### Problems and tasks
[a] In the M3 forum post, translate this sentence into Spanish: "So, remind your dealer to check for more lease options."
[b] Using the M3 forum post, mark each statement yes or no and quote the words that decide it: (i) The local dealer charges $795 to install the 6-disc changer. (ii) Car Toys said it cuts into the wire harnesses when it installs equipment. (iii) A lease through BMW Financial Services came out cheaper than one through Chase Manhattan bank.
[c] Quote the M3 forum post word for word, everything from "Folks, It's pathetic" down to "existing BMW wiring.".

### Text passage
# M3 price, CD changer & security system



## yatinm (Mar 23, 2004)

Folks, It's pathetic that BMW will not include security systems with $60K cars. My local dealer is charging $550 for that and $795 for the 6-disc changer installation. Now, I called Car Toys and they said they'd install the Alpine changer for $330 and the security system (including some fancy protection) for $300. They also claimed that BMW warranty is not voided with their work and that they do not cut any wire harnesses but instead have adapters that hook into the existing BMW wiring.

Any advice on which way I should go here? I'm leaning towards Car Toys. I see no value add with having a BMW name on the CD changer or the security system.

Also, I have essentially negotiated a new M3 convert for $2K off MSRP. I'm finding it impossible to go beyond that in the 1 week that I've tried negotiating. A pointer to other buyers: I found that a lease by Chase Manhattan bank is cheaper than BMW Financial Services with 2K more miles/year. So, remind your dealer to check for more lease options.

Unless I get some pointers from you kind folks, I'll probably place the order tomorrow.

Thanks for all the help. Great forum.

Yatin


----------



## SportMode (Mar 26, 2004)

### Record set
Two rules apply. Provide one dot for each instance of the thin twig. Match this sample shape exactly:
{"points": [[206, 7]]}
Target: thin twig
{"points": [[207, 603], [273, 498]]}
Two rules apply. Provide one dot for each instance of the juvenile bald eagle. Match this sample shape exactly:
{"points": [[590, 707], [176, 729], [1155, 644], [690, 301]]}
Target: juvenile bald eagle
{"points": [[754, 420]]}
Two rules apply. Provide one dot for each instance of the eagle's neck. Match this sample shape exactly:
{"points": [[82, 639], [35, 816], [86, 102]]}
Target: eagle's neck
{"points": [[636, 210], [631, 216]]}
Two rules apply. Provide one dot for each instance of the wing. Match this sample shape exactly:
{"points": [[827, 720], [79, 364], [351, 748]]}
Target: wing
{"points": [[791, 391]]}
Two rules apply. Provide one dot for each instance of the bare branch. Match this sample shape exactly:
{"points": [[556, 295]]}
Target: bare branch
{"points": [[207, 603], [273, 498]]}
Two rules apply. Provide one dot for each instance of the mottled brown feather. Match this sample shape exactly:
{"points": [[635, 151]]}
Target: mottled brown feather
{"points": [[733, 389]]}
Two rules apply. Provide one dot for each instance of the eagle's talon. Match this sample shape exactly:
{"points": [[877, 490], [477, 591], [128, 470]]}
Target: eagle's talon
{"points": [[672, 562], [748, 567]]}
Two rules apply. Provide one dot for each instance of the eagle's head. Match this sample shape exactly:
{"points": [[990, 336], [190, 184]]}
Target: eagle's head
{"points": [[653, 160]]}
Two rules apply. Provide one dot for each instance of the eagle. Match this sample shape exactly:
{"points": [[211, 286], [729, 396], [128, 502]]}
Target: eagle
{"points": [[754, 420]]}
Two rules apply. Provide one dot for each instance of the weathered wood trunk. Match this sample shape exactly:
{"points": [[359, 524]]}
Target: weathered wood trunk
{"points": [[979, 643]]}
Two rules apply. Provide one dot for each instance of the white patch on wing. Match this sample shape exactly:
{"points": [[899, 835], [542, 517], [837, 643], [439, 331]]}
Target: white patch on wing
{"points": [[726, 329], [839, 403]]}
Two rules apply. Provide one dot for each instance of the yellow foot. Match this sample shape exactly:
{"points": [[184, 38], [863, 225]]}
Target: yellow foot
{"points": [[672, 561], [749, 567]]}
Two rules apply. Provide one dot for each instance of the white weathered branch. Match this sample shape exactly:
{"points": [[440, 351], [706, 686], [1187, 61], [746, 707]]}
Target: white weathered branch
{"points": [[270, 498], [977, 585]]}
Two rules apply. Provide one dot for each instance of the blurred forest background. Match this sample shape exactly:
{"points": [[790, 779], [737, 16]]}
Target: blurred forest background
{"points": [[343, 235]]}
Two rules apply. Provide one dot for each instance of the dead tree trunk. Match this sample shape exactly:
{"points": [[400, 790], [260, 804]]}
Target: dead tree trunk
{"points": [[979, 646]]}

### Set of answers
[a] Así que recuérdenle a su concesionario que busque más opciones de arrendamiento.

[b]
(i) Yes: "$795 for the 6-disc changer installation"
(ii) No: "they do not cut any wire harnesses but instead have adapters that hook into the existing BMW wiring"
(iii) No: "I found that a lease by Chase Manhattan bank is cheaper than BMW Financial Services with 2K more miles/year"

[c]
Folks, It's pathetic that BMW will not include security systems with $60K cars. My local dealer is charging $550 for that and $795 for the 6-disc changer installation. Now, I called Car Toys and they said they'd install the Alpine changer for $330 and the security system (including some fancy protection) for $300. They also claimed that BMW warranty is not voided with their work and that they do not cut any wire harnesses but instead have adapters that hook into the existing BMW wiring.